# Goal
Can you copy the NewFromEbcdicCodepage reference page below in full, word for word?

── Source document ──

NewFromEbcdicCodepage (CharacterToUnicodeMap function)

From m204wiki
(diff) ← Older revision | Latest revision (diff) | Newer revision → (diff)
Jump to navigation Jump to search

Create CharacterToUnicodeMap object from EBCDIC codepage (CharacterToUnicodeMap class)

[Introduced in Sirius Mods 8.0]


This method lets you dynamically select a particular codepage for specific data without having to change your system-wide codepage.

Syntax

%characterToUnicodeMap = [%(CharacterToUnicodeMap):]NewFromEbcdicCodepage[( [codepageName])]

Syntax terms

%CharacterToUnicodeMap A CharacterToUnicodeMap object.
[%(CharacterToUnicodeMap):] The optional class name in parentheses denotes a virtual constructor. See "Usage notes", below, for more information about invoking a virtual constructor.

───
── Recorded information ──

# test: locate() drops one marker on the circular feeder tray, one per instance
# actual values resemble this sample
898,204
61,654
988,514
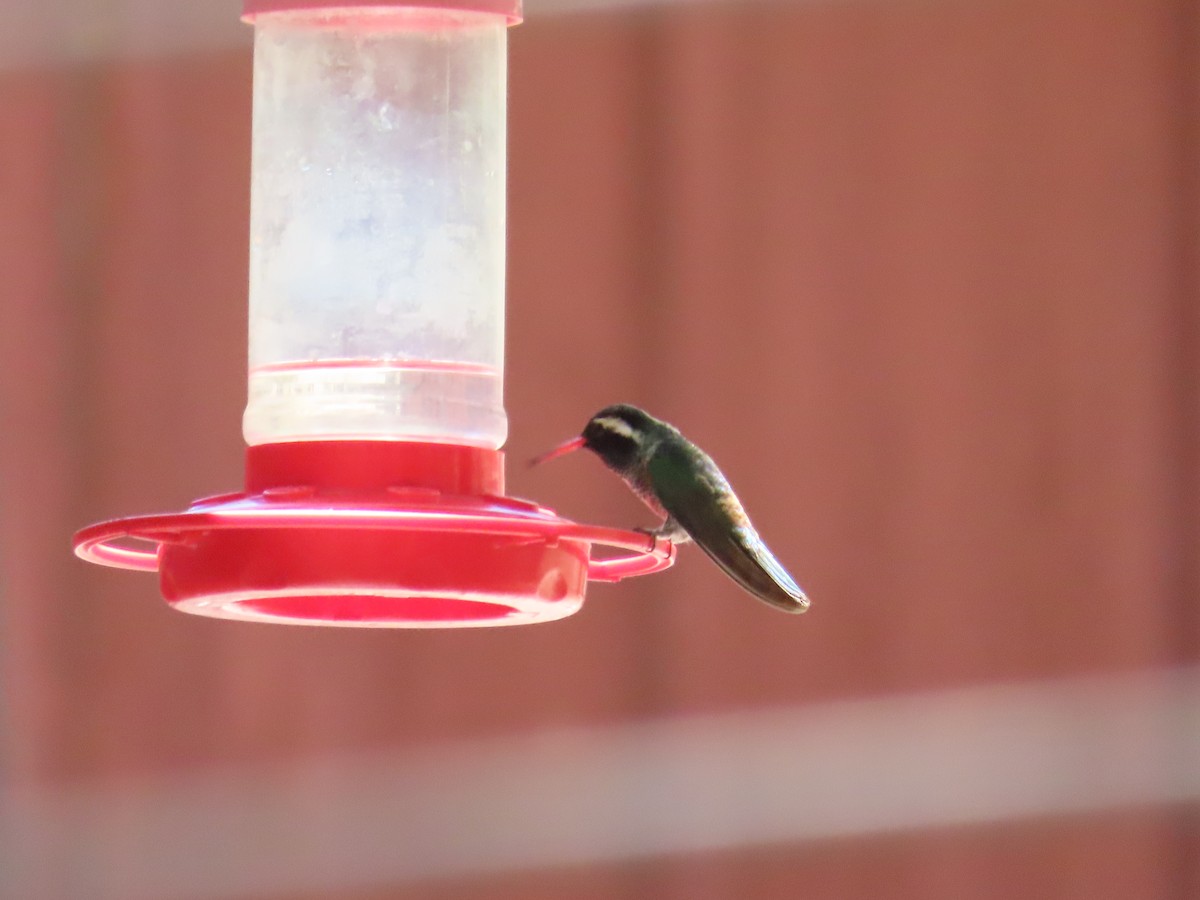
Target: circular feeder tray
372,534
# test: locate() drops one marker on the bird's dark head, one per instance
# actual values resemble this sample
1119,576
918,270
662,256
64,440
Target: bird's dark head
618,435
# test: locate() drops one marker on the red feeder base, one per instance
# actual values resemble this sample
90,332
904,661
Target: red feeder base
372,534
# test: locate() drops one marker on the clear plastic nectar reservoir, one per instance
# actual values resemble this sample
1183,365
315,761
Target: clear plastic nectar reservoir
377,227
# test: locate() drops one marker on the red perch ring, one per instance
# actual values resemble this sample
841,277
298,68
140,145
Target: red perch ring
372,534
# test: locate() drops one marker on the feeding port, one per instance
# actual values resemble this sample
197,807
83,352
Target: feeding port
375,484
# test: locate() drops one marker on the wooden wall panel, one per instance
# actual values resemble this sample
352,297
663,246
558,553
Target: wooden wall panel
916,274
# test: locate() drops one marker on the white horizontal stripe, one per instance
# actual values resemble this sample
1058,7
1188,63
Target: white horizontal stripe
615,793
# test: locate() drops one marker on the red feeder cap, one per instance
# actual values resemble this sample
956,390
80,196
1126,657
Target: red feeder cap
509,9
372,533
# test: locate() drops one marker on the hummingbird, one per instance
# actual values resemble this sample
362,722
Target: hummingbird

───

# Solution for this task
NewFromEbcdicCodepage (CharacterToUnicodeMap function)

From m204wiki
(diff) ← Older revision | Latest revision (diff) | Newer revision → (diff)
Jump to navigation Jump to search

Create CharacterToUnicodeMap object from EBCDIC codepage (CharacterToUnicodeMap class)

[Introduced in Sirius Mods 8.0]


This method lets you dynamically select a particular codepage for specific data without having to change your system-wide codepage.

Syntax

%characterToUnicodeMap = [%(CharacterToUnicodeMap):]NewFromEbcdicCodepage[( [codepageName])]

Syntax terms

%CharacterToUnicodeMap A CharacterToUnicodeMap object.
[%(CharacterToUnicodeMap):] The optional class name in parentheses denotes a virtual constructor. See "Usage notes", below, for more information about invoking a virtual constructor.